Collection entries:
>> Begin

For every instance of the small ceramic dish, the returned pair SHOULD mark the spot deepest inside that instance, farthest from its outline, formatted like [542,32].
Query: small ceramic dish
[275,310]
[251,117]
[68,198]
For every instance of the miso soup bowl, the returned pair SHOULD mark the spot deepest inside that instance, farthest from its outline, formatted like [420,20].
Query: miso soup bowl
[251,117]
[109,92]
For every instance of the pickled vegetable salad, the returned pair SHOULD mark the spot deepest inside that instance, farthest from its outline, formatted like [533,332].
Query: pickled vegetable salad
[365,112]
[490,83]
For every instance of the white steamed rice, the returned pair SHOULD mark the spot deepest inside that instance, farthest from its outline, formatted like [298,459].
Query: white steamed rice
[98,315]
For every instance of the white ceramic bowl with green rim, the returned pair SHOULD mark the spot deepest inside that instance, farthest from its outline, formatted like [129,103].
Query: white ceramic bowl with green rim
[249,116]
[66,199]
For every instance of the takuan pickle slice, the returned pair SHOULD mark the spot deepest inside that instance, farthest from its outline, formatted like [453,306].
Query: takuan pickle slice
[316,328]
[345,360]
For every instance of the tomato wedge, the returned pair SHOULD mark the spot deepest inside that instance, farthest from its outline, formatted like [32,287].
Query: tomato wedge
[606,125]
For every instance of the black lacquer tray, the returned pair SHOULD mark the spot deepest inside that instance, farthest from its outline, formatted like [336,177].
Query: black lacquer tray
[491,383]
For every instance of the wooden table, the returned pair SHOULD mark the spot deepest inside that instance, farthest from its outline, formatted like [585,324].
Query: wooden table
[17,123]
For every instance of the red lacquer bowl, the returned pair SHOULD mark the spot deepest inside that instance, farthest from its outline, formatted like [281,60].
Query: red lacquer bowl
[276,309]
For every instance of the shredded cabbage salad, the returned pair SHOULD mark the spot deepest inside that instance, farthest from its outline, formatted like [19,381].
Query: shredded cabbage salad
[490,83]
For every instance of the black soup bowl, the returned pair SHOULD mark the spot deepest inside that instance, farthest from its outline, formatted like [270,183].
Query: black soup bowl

>> End

* Do this: Turn all of the data above into a numbered list, one line per item, and leave out any blank lines.

* Reply to the task:
1. For every instance of the small ceramic dish, the returned pair SHOULD mark the spot deepest inside that instance, farthest from its outline, formatted like [542,32].
2. Query: small ceramic dish
3. [275,310]
4. [251,117]
5. [68,198]
6. For every instance of the miso soup bowl, the returned pair SHOULD mark the spot deepest inside that instance, farthest from its outline, formatted like [420,20].
7. Query: miso soup bowl
8. [251,117]
9. [109,92]
10. For every instance of the pickled vegetable salad, the returned pair SHOULD mark the spot deepest inside that instance, farthest from its outline, formatted like [533,332].
11. Query: pickled vegetable salad
12. [365,112]
13. [490,83]
14. For every instance of the white steamed rice, the returned pair SHOULD mark the spot deepest inside that instance, farthest from its outline, formatted like [298,459].
15. Query: white steamed rice
16. [98,315]
17. For every instance of the white ceramic bowl with green rim, the returned pair SHOULD mark the spot deepest inside that instance, farthest from its outline, formatted like [129,103].
18. Query: white ceramic bowl with green rim
19. [249,116]
20. [66,199]
21. For every instance of the takuan pickle slice, the returned pair SHOULD mark the spot deepest inside that instance, farthest from its outline, formatted like [453,306].
22. Query: takuan pickle slice
23. [316,328]
24. [345,360]
25. For every instance of the tomato wedge, the returned pair SHOULD mark the spot deepest inside that instance, farthest from its outline, formatted like [32,287].
26. Query: tomato wedge
27. [606,125]
28. For every instance of the black lacquer tray, the returned pair SHOULD mark the spot deepest inside that instance, farthest from its outline, formatted like [336,177].
29. Query: black lacquer tray
30. [491,383]
31. For every instance of the wooden table, the returned pair SHOULD mark the spot deepest inside that instance, farthest from its outline, formatted like [585,324].
32. Query: wooden table
33. [17,123]
34. For every instance of the red lacquer bowl, the returned pair SHOULD mark the spot deepest inside that instance, farthest from its outline, formatted like [281,60].
35. Query: red lacquer bowl
36. [276,309]
37. For every instance of the shredded cabbage salad, the returned pair SHOULD mark the spot deepest inside that instance, farthest from its outline, formatted like [19,381].
38. Query: shredded cabbage salad
39. [490,83]
40. For every instance of the black soup bowl, the returned pair SHOULD mark the spot deepest inside that instance, farthest from its outline, formatted like [270,183].
41. Query: black soup bowl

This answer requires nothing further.